═══ Material supplied ═══

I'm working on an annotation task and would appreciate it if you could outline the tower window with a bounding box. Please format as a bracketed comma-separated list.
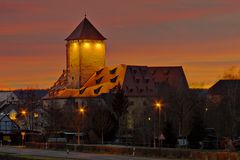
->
[96, 76, 103, 84]
[94, 86, 102, 94]
[135, 79, 140, 83]
[96, 68, 103, 75]
[110, 68, 117, 74]
[110, 76, 118, 83]
[110, 86, 117, 93]
[79, 87, 86, 94]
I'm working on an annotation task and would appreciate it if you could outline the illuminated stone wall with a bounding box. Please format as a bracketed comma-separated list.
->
[67, 40, 105, 89]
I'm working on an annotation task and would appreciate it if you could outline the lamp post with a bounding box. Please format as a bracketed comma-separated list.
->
[20, 109, 28, 129]
[154, 101, 162, 147]
[77, 106, 85, 144]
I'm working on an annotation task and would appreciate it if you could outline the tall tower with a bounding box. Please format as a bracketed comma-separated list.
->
[65, 17, 106, 89]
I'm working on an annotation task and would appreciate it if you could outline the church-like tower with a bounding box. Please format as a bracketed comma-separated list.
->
[65, 17, 106, 89]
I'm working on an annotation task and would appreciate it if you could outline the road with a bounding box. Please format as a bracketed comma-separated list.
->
[0, 146, 176, 160]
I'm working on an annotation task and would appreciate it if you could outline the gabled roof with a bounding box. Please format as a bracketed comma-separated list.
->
[65, 17, 106, 41]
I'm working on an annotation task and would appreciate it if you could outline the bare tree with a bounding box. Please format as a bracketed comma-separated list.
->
[89, 105, 116, 144]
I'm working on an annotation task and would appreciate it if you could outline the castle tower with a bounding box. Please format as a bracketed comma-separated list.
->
[65, 17, 106, 89]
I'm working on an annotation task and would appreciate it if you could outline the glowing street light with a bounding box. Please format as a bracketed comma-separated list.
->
[20, 110, 27, 117]
[153, 101, 162, 148]
[77, 106, 86, 144]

═══

_Instructions to follow_
Render every line of the entries above as a JSON list of strings, one string per line, skipping blank lines and leaving the pictures out.

_Solution below_
[
  "I'm working on an annotation task and would appreciate it if you could outline the tower window with a bounding box. Please format as a bracketed comma-separated list.",
  "->",
  "[96, 76, 103, 84]",
  "[94, 86, 102, 94]",
  "[135, 79, 140, 83]",
  "[96, 68, 103, 75]",
  "[110, 68, 117, 74]",
  "[110, 76, 118, 83]",
  "[110, 86, 117, 93]",
  "[79, 87, 86, 94]",
  "I'm working on an annotation task and would appreciate it if you could outline the illuminated stone wall with a bounding box. Please format as a bracketed comma-separated list.",
  "->",
  "[67, 40, 105, 89]",
  "I'm working on an annotation task and would appreciate it if you could outline the lamp post with a bounding box. Please format as a bracketed comma-separated list.",
  "->",
  "[20, 109, 28, 129]",
  "[154, 101, 162, 147]",
  "[77, 106, 85, 144]",
  "I'm working on an annotation task and would appreciate it if you could outline the tall tower with a bounding box. Please format as a bracketed comma-separated list.",
  "->",
  "[65, 17, 106, 89]",
  "I'm working on an annotation task and would appreciate it if you could outline the church-like tower with a bounding box. Please format as a bracketed comma-separated list.",
  "->",
  "[65, 17, 106, 89]",
  "I'm working on an annotation task and would appreciate it if you could outline the road with a bounding box. Please format as a bracketed comma-separated list.",
  "->",
  "[0, 146, 176, 160]",
  "I'm working on an annotation task and would appreciate it if you could outline the gabled roof with a bounding box. Please format as a bracketed comma-separated list.",
  "->",
  "[65, 17, 106, 41]",
  "I'm working on an annotation task and would appreciate it if you could outline the bare tree with a bounding box. Please format as a bracketed comma-separated list.",
  "->",
  "[89, 105, 116, 144]",
  "I'm working on an annotation task and would appreciate it if you could outline the castle tower with a bounding box. Please format as a bracketed comma-separated list.",
  "->",
  "[65, 17, 106, 89]",
  "I'm working on an annotation task and would appreciate it if you could outline the glowing street light with a bounding box. Please format as a bracketed comma-separated list.",
  "->",
  "[20, 110, 27, 117]",
  "[153, 101, 162, 148]",
  "[77, 106, 86, 144]"
]